Work to be completed:
Which lines in the items below contain the word "stone"? Select each of those lines and copy it.

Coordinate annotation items
______

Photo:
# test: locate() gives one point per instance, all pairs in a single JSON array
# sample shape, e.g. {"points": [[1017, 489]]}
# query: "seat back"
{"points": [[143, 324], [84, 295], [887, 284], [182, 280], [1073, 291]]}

______

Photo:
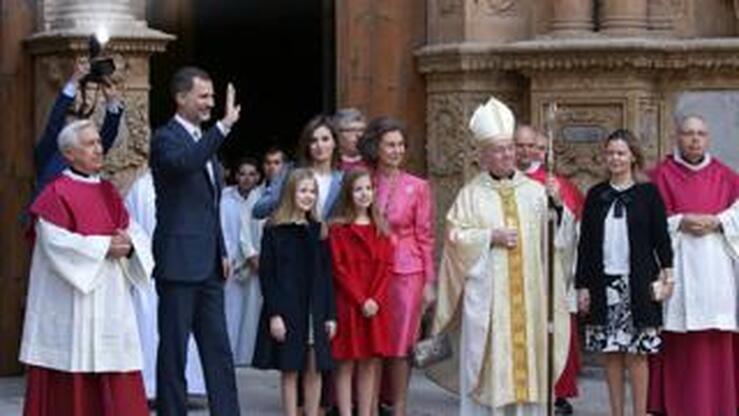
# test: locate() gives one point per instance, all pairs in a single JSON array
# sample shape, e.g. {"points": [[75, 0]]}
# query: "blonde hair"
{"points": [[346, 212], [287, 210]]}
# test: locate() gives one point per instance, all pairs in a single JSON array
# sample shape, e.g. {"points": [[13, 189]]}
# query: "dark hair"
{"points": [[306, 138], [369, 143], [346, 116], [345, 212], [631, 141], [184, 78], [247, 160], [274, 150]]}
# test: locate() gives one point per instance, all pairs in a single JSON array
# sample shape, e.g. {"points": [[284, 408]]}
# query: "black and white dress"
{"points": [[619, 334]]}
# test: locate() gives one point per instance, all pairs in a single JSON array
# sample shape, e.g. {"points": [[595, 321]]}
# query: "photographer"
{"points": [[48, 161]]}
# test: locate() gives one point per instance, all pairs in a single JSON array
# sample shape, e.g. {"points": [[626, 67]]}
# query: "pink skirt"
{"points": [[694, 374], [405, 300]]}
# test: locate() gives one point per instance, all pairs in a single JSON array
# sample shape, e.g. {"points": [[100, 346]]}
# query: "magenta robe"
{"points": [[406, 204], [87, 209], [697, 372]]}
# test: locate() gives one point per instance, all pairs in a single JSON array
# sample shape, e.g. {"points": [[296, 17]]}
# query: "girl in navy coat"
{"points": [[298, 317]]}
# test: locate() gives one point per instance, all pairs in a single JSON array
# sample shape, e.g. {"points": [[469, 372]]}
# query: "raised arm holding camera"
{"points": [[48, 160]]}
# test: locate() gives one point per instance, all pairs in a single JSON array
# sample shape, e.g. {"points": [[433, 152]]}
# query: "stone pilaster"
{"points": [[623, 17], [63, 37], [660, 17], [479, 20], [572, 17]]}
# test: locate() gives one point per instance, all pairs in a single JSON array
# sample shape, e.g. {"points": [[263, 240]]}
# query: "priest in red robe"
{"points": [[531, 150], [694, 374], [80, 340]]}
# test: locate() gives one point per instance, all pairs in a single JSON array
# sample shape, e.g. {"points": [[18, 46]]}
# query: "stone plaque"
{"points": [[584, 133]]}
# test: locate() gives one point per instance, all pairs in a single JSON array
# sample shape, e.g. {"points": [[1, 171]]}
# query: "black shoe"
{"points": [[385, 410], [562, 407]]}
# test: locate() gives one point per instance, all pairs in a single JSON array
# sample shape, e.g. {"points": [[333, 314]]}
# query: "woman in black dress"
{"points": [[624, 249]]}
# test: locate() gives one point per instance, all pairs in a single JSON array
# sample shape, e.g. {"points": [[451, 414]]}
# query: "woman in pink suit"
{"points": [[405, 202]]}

______

Solution for this problem:
# query: "stone pilaster"
# query: "stone plaque"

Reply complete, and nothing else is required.